> _Work request_:
From the data, return each line holding the word "cricket".

Information provided Block Start

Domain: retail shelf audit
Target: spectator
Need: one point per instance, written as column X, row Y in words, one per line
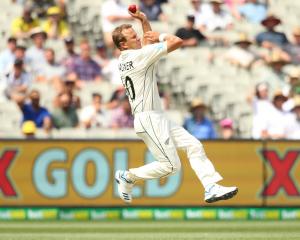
column 35, row 55
column 293, row 48
column 262, row 106
column 292, row 87
column 276, row 123
column 294, row 123
column 70, row 85
column 275, row 76
column 240, row 54
column 271, row 38
column 17, row 81
column 94, row 115
column 227, row 131
column 113, row 12
column 65, row 115
column 71, row 55
column 51, row 71
column 34, row 112
column 233, row 6
column 121, row 117
column 217, row 18
column 40, row 7
column 198, row 124
column 7, row 56
column 101, row 56
column 152, row 10
column 55, row 26
column 253, row 11
column 29, row 129
column 190, row 35
column 84, row 66
column 20, row 53
column 22, row 26
column 199, row 11
column 117, row 95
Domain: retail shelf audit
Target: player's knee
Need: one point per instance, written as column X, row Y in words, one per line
column 196, row 149
column 171, row 168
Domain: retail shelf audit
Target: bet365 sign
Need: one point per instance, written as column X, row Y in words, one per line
column 53, row 183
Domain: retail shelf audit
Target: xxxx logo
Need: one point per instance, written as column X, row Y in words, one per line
column 282, row 173
column 6, row 186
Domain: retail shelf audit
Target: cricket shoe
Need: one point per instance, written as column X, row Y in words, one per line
column 124, row 186
column 217, row 192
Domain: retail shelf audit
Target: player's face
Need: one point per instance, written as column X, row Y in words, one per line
column 132, row 39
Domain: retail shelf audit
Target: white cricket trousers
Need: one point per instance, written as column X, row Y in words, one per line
column 162, row 138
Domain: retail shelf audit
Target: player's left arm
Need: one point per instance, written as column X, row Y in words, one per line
column 145, row 24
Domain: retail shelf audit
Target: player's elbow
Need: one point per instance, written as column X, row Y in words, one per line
column 174, row 44
column 171, row 168
column 177, row 42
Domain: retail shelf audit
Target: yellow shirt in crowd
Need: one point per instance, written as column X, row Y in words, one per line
column 20, row 26
column 63, row 29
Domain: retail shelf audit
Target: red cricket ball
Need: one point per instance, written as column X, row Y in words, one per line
column 132, row 8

Information provided Block End

> _Output of the task_:
Target: cricket shoe
Target: white cricket trousers
Target: red cricket ball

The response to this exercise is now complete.